TEXT SEGMENT »
Research

Dr. Panday's Genome Maintenance and Chromatin Plasticity in Cancer Laboratory at Mayo Clinic develops cutting-edge methods to study the precise signaling and molecular mechanisms that drive stalled fork remodeling and repair in mammals. The lab aims to understand how these processes can go wrong in cancer, and how to use them to create cancer treatments.

These are the research projects underway in Dr. Panday's lab.

Synthetic lethality in cancer

One of the most accurate signs of whether cancer will be deadly is if the cancer has spread — that is, has advanced to the metastatic stage — by the time it is diagnosed. A second strong sign is if the cancer has become resistant to drug therapy.

Synthetic lethality is what happens when multiple gene changes at the same time result in cell death. It is a promising approach to target cancer. In recent years, scientists have found that PARP inhibitors have the potential to be effective treatments for homologous recombination-deficient BRCA-linked cancer by causing synthetic lethality. However, many people who have cancer that's linked to the BRCA gene don't respond to PARP inhibitors. Therefore, there is a pressing need to find new treatments for BRCA-linked cancer.

Dr. Panday's lab is exploring synthetic lethality. The team is studying the detailed mechanism of synthetic lethality and its potential in cancer therapy. The team uses comprehensive genetics and proteomics approaches in this work.

Chromatin plasticity in response to replication stress and tumor formation

Replication stress is a major cause of genome instability and cancer progression. DNA replication occurs in the context of chromatin. Dr. Panday's lab is working to understand the processes of cancer progression in the context of chromatin and find possible targets for treatment. To do this, the lab aims to explain the underlying ways that chromatin is reorganized in response to replication stress and how this goes wrong in cancer development. The Panday lab also explores how changes in the chromatin dynamics impact repair pathway choices at the double-strand breaks and at the stalled forks.

Stalled fork repair pathway choices and cancer progression

During genome replication, replication forks frequently encounter obstacles. These obstacles can cause fork stalling, which can damage the genetic material and cause genetic aberrations. Usually, stalled forks are repaired correctly. But if stalled forks aren't repaired correctly, they can lead to genomic instability — a hallmark of cancer formation and progression.

Dr. Panday's lab uses CRISPR-Cas9 to delete different genes that are associated with DNA repair. This allows the team to identify how the loss of function of one or more of these genes can impact repair quality — that is error-free versus error-prone repair — and quantity at the double-strand breaks and at the stalled forks. The lab also is exploring how different genes interact with BRCA1, including how they suppress error-prone repairs and cancer progression.

ENTRIES PROVIDED »
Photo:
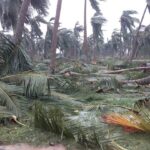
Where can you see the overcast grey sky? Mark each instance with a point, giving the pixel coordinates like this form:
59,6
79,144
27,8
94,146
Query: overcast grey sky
72,11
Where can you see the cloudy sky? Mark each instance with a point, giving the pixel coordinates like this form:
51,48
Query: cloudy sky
72,11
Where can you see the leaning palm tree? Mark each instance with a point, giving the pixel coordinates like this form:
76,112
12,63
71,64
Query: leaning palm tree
41,8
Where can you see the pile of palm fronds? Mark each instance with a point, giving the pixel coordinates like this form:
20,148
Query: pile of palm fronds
131,120
67,85
107,84
84,127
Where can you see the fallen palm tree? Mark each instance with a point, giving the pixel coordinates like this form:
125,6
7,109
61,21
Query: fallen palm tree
142,81
131,122
129,69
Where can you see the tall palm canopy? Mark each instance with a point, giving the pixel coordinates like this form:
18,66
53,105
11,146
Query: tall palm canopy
127,21
9,10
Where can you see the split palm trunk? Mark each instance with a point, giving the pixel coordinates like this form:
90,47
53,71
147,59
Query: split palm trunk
54,38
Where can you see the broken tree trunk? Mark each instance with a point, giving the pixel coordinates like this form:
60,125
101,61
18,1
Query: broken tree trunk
129,69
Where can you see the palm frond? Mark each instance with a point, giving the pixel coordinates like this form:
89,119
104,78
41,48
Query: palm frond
9,13
35,85
5,100
40,5
95,5
85,128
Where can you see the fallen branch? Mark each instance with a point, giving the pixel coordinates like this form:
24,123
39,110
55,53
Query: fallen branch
129,69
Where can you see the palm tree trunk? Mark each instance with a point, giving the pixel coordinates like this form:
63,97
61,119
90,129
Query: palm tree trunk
135,44
21,20
85,42
54,38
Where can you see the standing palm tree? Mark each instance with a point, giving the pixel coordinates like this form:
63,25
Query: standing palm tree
94,4
135,43
97,22
54,38
127,28
9,10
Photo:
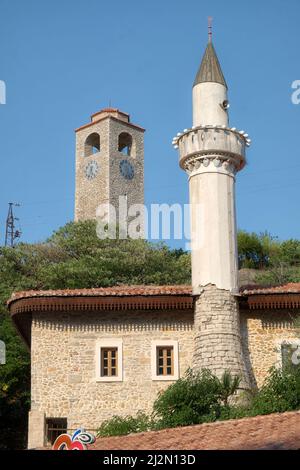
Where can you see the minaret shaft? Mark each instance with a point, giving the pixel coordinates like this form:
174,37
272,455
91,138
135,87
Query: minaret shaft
211,153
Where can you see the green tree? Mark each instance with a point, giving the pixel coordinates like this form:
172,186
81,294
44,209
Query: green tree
252,252
73,257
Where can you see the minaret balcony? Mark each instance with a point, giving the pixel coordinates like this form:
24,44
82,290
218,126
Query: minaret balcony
211,142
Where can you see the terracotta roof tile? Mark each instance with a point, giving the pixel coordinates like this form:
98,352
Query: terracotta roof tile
290,288
118,291
142,290
276,431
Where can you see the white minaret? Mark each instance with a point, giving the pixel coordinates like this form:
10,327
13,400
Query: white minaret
212,153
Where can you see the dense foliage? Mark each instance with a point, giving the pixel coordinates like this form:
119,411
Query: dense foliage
203,398
276,262
74,257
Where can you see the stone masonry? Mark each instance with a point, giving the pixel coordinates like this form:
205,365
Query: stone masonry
217,334
108,184
63,375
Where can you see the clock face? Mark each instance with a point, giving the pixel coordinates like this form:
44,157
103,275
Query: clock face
126,169
91,170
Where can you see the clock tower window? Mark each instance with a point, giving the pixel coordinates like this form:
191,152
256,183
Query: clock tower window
125,144
92,144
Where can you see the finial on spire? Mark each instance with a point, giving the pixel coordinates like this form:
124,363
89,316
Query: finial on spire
210,28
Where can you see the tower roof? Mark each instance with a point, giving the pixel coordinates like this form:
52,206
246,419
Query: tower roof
210,68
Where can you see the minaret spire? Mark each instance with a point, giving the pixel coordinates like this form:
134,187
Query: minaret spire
210,18
212,153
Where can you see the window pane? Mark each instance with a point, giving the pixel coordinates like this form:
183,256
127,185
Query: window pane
287,351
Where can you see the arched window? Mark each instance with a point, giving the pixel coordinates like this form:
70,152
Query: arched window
92,144
125,143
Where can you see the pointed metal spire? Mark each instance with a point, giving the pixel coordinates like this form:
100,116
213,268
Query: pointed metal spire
210,68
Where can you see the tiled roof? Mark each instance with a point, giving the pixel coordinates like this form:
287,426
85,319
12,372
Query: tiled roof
290,288
118,291
127,291
276,431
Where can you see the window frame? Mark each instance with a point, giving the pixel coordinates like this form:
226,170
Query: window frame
288,342
113,343
155,345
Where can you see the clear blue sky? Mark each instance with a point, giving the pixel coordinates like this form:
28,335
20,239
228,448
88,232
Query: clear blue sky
64,60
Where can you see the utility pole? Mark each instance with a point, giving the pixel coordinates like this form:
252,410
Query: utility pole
11,233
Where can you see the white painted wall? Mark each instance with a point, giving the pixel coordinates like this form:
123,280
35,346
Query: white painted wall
207,98
213,229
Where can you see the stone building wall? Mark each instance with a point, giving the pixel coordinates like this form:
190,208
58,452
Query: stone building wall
262,333
64,362
108,184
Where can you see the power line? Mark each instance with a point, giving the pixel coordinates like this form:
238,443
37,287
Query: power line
11,234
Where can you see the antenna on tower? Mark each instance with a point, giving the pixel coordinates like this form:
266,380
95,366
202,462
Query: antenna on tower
11,234
210,18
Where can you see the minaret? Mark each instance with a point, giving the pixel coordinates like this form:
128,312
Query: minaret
212,153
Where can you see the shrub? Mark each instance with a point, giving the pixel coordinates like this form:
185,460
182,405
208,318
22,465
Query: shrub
280,392
194,399
120,426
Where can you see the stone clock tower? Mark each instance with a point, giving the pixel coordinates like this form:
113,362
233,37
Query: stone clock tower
109,163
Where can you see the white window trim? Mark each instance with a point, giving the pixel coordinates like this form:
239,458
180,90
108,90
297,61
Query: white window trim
290,341
109,343
164,342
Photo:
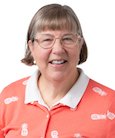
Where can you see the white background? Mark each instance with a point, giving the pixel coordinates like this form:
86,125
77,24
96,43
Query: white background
97,19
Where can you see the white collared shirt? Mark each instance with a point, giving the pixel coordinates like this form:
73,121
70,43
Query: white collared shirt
71,99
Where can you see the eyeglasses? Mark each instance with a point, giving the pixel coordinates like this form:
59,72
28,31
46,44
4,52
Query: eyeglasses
47,41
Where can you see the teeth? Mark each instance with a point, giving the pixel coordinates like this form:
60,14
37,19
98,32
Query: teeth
58,62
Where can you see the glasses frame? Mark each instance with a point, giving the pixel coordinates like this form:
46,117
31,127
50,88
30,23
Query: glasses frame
78,37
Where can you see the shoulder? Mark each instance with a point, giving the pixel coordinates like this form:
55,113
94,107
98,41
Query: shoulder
15,88
100,88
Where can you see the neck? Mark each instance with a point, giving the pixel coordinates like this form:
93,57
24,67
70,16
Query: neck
53,91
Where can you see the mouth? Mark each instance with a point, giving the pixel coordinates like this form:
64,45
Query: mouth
58,62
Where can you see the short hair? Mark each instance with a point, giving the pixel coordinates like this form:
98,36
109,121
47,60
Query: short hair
54,17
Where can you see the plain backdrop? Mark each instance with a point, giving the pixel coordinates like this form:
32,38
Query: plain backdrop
97,19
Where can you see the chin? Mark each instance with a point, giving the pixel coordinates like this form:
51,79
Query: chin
57,76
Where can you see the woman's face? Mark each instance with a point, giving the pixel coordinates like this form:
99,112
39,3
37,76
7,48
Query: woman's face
57,62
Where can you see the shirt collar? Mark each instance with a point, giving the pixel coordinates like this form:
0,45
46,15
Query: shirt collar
71,99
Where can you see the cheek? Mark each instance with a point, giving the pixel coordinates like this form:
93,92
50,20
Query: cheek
41,55
75,54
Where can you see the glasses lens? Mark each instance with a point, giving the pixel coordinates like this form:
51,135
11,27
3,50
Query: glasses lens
69,40
45,40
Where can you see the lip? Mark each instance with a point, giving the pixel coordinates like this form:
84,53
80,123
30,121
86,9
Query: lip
62,63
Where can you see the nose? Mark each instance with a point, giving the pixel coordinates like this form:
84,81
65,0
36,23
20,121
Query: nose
57,47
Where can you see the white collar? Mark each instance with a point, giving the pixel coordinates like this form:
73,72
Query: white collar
71,99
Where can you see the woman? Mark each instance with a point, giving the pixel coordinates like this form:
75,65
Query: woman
58,100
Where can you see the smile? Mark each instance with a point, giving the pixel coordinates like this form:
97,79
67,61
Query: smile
58,62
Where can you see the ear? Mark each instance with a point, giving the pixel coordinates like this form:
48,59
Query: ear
80,41
31,46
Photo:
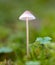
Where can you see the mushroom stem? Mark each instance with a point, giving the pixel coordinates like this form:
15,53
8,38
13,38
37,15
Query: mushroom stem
27,36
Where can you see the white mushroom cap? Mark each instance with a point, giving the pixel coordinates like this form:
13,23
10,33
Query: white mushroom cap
28,15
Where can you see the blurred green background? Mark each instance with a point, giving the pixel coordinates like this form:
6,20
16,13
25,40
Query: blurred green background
13,31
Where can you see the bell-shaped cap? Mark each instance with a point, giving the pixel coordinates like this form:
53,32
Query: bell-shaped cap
28,15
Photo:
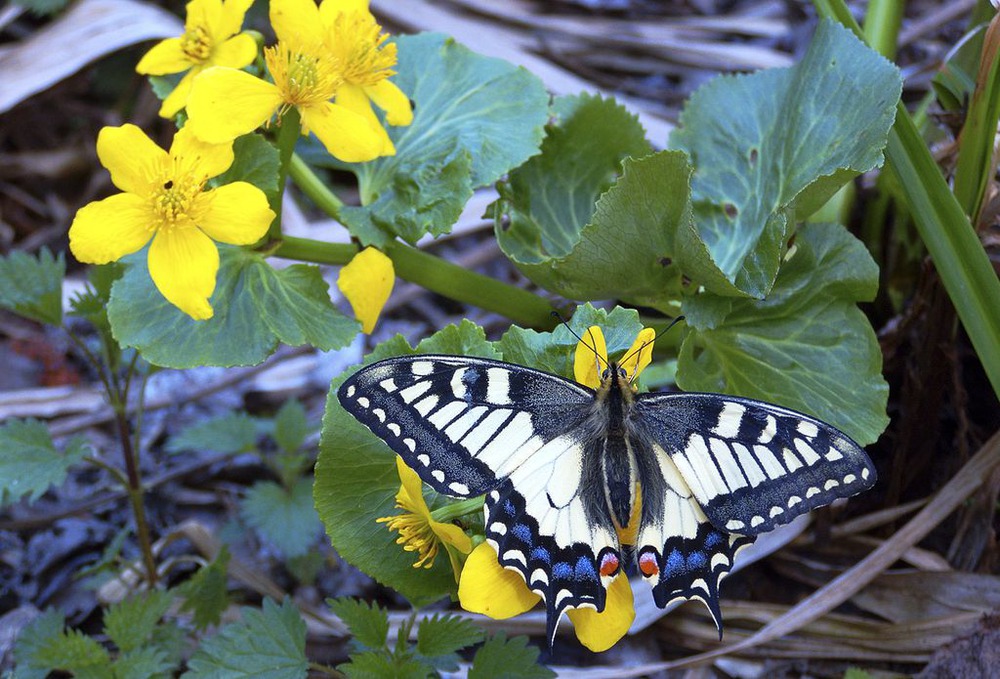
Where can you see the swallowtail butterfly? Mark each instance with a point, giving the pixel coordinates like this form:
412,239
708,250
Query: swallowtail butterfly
563,467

TASK TO CARRY OUT »
Answer these from the research text above:
(a) What does it name as a major cause of genome instability and cancer progression?
(b) What tool does the lab use to delete genes associated with DNA repair?
(c) Apart from having spread by diagnosis, what is the second strong sign that a cancer will be deadly?

OUTPUT »
(a) Replication stress.
(b) CRISPR-Cas9.
(c) The cancer has become resistant to drug therapy.